[Recorded data]

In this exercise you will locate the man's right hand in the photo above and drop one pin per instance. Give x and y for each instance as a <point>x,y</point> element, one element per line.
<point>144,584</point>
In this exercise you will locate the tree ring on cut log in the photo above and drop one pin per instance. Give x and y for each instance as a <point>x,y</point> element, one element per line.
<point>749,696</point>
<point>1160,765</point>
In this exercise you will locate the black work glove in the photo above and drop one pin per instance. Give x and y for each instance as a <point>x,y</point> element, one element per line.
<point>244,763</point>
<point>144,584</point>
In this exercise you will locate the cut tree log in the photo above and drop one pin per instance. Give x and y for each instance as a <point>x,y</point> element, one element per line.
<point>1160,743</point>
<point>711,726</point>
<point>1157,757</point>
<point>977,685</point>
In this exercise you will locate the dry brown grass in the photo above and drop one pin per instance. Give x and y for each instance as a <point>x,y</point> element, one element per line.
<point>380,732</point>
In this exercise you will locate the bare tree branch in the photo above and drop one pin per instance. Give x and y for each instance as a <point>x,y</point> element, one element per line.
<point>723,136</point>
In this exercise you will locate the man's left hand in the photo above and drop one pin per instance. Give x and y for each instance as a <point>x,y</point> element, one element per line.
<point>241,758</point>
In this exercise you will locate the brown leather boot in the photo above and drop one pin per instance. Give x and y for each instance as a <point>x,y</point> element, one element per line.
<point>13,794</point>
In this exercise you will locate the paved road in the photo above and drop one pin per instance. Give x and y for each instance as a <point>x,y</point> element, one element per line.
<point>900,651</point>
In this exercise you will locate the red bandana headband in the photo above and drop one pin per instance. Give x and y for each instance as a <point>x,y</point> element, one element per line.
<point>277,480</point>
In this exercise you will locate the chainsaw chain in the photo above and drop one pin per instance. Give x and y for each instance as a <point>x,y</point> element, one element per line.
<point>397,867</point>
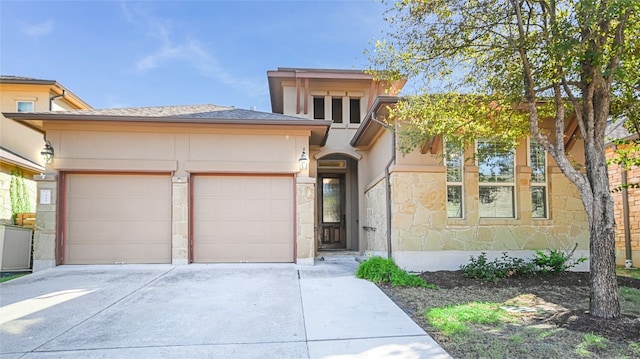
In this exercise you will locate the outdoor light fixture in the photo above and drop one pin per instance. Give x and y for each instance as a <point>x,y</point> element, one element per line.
<point>47,153</point>
<point>304,160</point>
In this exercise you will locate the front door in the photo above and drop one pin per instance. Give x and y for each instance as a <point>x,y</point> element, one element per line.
<point>332,212</point>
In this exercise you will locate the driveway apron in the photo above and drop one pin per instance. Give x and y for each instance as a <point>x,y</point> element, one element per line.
<point>205,311</point>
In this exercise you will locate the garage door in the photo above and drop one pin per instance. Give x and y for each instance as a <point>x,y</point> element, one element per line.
<point>112,218</point>
<point>243,219</point>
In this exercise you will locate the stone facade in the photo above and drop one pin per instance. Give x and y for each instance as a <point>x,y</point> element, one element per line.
<point>615,179</point>
<point>424,238</point>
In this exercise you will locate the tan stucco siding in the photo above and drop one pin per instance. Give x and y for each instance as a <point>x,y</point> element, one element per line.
<point>145,148</point>
<point>375,223</point>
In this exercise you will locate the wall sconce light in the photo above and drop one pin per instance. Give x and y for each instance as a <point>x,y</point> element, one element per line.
<point>47,153</point>
<point>304,160</point>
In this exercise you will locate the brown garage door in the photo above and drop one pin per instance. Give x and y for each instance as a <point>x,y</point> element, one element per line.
<point>243,219</point>
<point>114,218</point>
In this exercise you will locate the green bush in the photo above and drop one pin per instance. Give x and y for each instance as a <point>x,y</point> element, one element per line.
<point>381,270</point>
<point>499,268</point>
<point>554,261</point>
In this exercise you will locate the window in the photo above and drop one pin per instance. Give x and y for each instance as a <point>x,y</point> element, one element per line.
<point>318,108</point>
<point>354,110</point>
<point>496,172</point>
<point>25,106</point>
<point>453,161</point>
<point>538,164</point>
<point>336,109</point>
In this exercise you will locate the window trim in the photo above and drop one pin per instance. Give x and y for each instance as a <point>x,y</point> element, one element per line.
<point>512,185</point>
<point>454,184</point>
<point>544,184</point>
<point>33,105</point>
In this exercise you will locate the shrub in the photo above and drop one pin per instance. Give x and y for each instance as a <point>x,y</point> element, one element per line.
<point>380,270</point>
<point>499,268</point>
<point>555,261</point>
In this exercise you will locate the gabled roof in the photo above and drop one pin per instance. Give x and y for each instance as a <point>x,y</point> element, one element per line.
<point>56,87</point>
<point>370,127</point>
<point>193,114</point>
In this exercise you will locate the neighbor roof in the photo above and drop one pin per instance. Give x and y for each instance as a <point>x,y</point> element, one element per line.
<point>197,114</point>
<point>55,86</point>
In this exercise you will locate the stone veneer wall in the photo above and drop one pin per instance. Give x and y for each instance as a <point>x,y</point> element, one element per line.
<point>423,238</point>
<point>375,227</point>
<point>305,220</point>
<point>615,179</point>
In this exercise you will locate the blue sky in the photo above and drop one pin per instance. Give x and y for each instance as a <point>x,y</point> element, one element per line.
<point>155,53</point>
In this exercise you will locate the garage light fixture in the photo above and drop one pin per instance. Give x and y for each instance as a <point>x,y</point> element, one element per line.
<point>47,153</point>
<point>304,160</point>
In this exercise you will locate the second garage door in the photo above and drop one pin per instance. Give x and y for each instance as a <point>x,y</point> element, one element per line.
<point>243,219</point>
<point>116,218</point>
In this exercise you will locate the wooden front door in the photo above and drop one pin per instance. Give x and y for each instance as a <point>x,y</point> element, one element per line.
<point>332,212</point>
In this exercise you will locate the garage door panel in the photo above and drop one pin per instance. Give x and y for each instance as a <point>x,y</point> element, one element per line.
<point>118,218</point>
<point>243,219</point>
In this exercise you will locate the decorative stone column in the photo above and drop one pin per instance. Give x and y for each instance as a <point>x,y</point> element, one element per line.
<point>44,237</point>
<point>305,220</point>
<point>180,220</point>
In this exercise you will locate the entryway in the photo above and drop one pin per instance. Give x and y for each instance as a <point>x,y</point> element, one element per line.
<point>337,203</point>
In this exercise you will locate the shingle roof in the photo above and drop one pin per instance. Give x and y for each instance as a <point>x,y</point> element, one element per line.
<point>22,79</point>
<point>205,111</point>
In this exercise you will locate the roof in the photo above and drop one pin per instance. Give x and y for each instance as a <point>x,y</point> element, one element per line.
<point>371,126</point>
<point>11,79</point>
<point>56,87</point>
<point>194,114</point>
<point>615,130</point>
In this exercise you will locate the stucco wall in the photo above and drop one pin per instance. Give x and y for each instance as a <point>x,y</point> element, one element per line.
<point>5,196</point>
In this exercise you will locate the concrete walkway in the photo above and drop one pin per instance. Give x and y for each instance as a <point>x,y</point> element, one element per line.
<point>205,311</point>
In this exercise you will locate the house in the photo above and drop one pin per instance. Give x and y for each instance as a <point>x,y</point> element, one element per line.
<point>20,145</point>
<point>626,200</point>
<point>205,183</point>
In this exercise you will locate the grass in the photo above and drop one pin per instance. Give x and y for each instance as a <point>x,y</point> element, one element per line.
<point>384,270</point>
<point>454,320</point>
<point>8,278</point>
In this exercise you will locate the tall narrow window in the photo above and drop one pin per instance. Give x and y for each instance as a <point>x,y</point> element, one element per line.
<point>336,109</point>
<point>453,161</point>
<point>25,106</point>
<point>496,175</point>
<point>538,164</point>
<point>354,110</point>
<point>318,108</point>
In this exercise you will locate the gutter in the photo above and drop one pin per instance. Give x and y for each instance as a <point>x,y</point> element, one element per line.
<point>387,177</point>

■ **What you are asked to do**: Your answer should be a precise transcript of the entries, minus the pictures.

■ **Exercise solution**:
In this exercise you will locate the man's right hand in the photo above and drop one pin per instance. Give x and y for each instance as a <point>x,y</point> element, one element per line.
<point>144,584</point>
In this exercise you will locate the tree ring on cut log in the photo above and drop one pin per instance. Give x and y for each instance as a <point>x,y</point> element, one element per line.
<point>749,696</point>
<point>1160,765</point>
In this exercise you will locate the black work glove in the photo above and drop one pin per instance. Give x and y for each instance as a <point>x,y</point> element, one element per line.
<point>244,763</point>
<point>144,584</point>
In this exercise you will locate the cut tree log in the photo above and drop one pin per instance. Give x and y for each instance as a <point>x,y</point> element, one element per line.
<point>1160,743</point>
<point>711,726</point>
<point>1157,757</point>
<point>977,685</point>
In this exercise you will locate the dry brown grass in the photo above and drop one pin per instance. Give x and y for each instance as a <point>x,y</point> element, one element per line.
<point>380,732</point>
In this exercise you will locate the bare tree branch in the photo above and drop one pin per instance. Give x and y for each instance as a <point>x,y</point> element, one element per line.
<point>723,136</point>
In this exercise you will locate the man's left hand in the photo above and drop one pin per instance. Give x and y for each instance as a <point>x,y</point> element, one element per line.
<point>241,758</point>
In this exercise you will locate the brown leather boot in the photo above and drop one pin per instance. Give x and y for each instance as a <point>x,y</point> element, one element per line.
<point>13,794</point>
In this exercise you will locate the paved road in the photo above and drop one pin per instance. Give x and y for each instance as a <point>x,y</point> element, one element per line.
<point>900,651</point>
In this exercise you will locate the red bandana headband in the photo above and drop one pin per instance. Give x and y for each instance as a <point>x,y</point> element, one element per line.
<point>277,480</point>
In this exercise you will locate the chainsaw chain in the photo above and drop one pin per instance. Give x and y for each instance as a <point>x,y</point> element, one element per line.
<point>397,867</point>
In this exercise you will locate the outdoor light fixture in the photo above and drop one pin per instance. Give x and y for each instance as a <point>x,y</point> element, one element per line.
<point>47,153</point>
<point>304,160</point>
In this exercise you will locate the front door in the photo above and drop one pin per instance. Give x and y for each instance as a <point>x,y</point> element, one element per line.
<point>332,212</point>
In this exercise you will locate the driveway apron in the photo above and drop one pin per instance. Give x and y for each instance as a <point>x,y</point> element, one element per line.
<point>205,311</point>
In this exercise you will locate the garage door in the photo above and drop one pin per instance. Give x and y for each instance as a <point>x,y</point> element, one element per line.
<point>112,218</point>
<point>243,219</point>
In this exercise you will locate the stone facade in the photo above and drop one pin per instance. Give x and y for each instance as a <point>x,y</point> element, one element per line.
<point>615,179</point>
<point>424,238</point>
In this exercise you will locate the tan stucco siding in the photo above and drop one pin per instance. Give x and y for each instance as a <point>x,y</point> element, one element per line.
<point>145,148</point>
<point>375,223</point>
In this exercise you will locate the wall sconce light in the photo above and drop one pin per instance. Give x and y for each instance as a <point>x,y</point> element, one element per line.
<point>47,153</point>
<point>304,160</point>
In this exercise you will locate the brown garage door in the photo above and drop one pin per instance. Give x and y for each instance as a <point>x,y</point> element, one element per line.
<point>243,219</point>
<point>114,218</point>
In this exercise you will locate the green bush in the photo above and drop one pin per instance. Give x and y for each instance as a <point>x,y</point> element, one element per line.
<point>381,270</point>
<point>499,268</point>
<point>554,261</point>
In this exercise you will locate the window in the photo above and drop one pin per instance. Give x and y for each instance as a <point>x,y</point> element, one element per line.
<point>318,108</point>
<point>354,110</point>
<point>496,172</point>
<point>25,106</point>
<point>453,161</point>
<point>538,164</point>
<point>336,109</point>
In this exercise you will locate the window trim in the photo above and drop one pin per instance. Give x and y for each instance as a <point>x,y</point> element, one element per line.
<point>512,185</point>
<point>454,184</point>
<point>544,184</point>
<point>33,105</point>
In this exercise you will locate the shrub in the photo above and drop one pin per instance. Give x and y for each instance as a <point>x,y</point> element, one element per line.
<point>380,270</point>
<point>499,268</point>
<point>555,261</point>
In this exercise you will locate the gabled roof in the photo above and drop one pin per instance. Give x and y for each instance as a <point>x,y</point> element, one element per line.
<point>56,87</point>
<point>370,127</point>
<point>193,114</point>
In this exercise you will locate the neighbor roof in the photo above and drop one pin per instance. Give x and y for each instance as a <point>x,y</point> element, one element per line.
<point>197,114</point>
<point>55,86</point>
In this exercise you will locate the stone veneer wall in the photo above and drop one pin per instance. Give x and y for each instance as a <point>x,y</point> element, one element per line.
<point>423,238</point>
<point>375,227</point>
<point>305,220</point>
<point>615,179</point>
In this exercise you will locate the blue sky in the photo above and drop one pin per instance. Give x and y for each instance as a <point>x,y</point> element, one element per line.
<point>155,53</point>
In this exercise you will locate the garage light fixture in the photo above and drop one pin per instance. Give x and y for each instance as a <point>x,y</point> element, one element per line.
<point>47,153</point>
<point>304,160</point>
In this exercise you will locate the second garage door in the photo above and drop one pin per instance. Give x and y for each instance as a <point>x,y</point> element, one element per line.
<point>243,219</point>
<point>116,218</point>
In this exercise you will locate the wooden front door in the photo above and drop one pin per instance. Give x and y for each instance as a <point>x,y</point> element, one element per line.
<point>332,212</point>
In this exercise you will locate the garage door panel in the photo above and drop one pin per instance. Give x and y for each instance as a <point>x,y</point> element, one element per line.
<point>118,218</point>
<point>243,219</point>
In this exercise you will locate the decorative stone column in the photo above and drop one pin per instance. Give x and y for each instance as a <point>x,y</point> element, one element per line.
<point>44,237</point>
<point>305,220</point>
<point>180,220</point>
In this exercise you will locate the entryway in the photo above and drop one pin per instance. Give x and y for each instance as a <point>x,y</point> element, one element per line.
<point>337,203</point>
In this exercise you will locate the shingle roof in the photo above and drop one pin per instance. Give x and y for each instance as a <point>x,y</point> element, one element per line.
<point>22,79</point>
<point>205,111</point>
In this exercise you will locate the roof in the photo above and drop one pin per instance. Give x and y for each instance as a <point>x,y</point> element, one element per line.
<point>371,126</point>
<point>11,79</point>
<point>56,87</point>
<point>194,114</point>
<point>615,130</point>
In this exercise you will locate the stucco wall in the photo above and drop one pin per instance. Give x and y for each instance as a <point>x,y</point> element, one element per line.
<point>5,196</point>
In this exercise you will locate the concrete walkway in the photo above and drop one pin per instance. Give x and y for each instance as a <point>x,y</point> element, one element per line.
<point>205,311</point>
In this exercise you will locate the house in the photo above and drop one pin per instance. Give x and y for each instance as a <point>x,y</point> element, one element per line.
<point>20,145</point>
<point>626,200</point>
<point>205,183</point>
In this exercise you will locate the grass in the photo above and drop one pin per instance. Give x and y for each instance as a <point>x,y</point> element, one element per line.
<point>384,270</point>
<point>454,320</point>
<point>8,278</point>
In this exercise you will locate the tall narrow window in the photo above and drop one pin per instance. Give x and y for each instance as a <point>x,y</point> element, one element per line.
<point>336,109</point>
<point>453,161</point>
<point>25,106</point>
<point>496,175</point>
<point>538,164</point>
<point>354,110</point>
<point>318,108</point>
In this exercise you will locate the gutter in the photo above and drop one pin per instance. Give x and y for each instance as a <point>x,y</point> element, one element per line.
<point>387,177</point>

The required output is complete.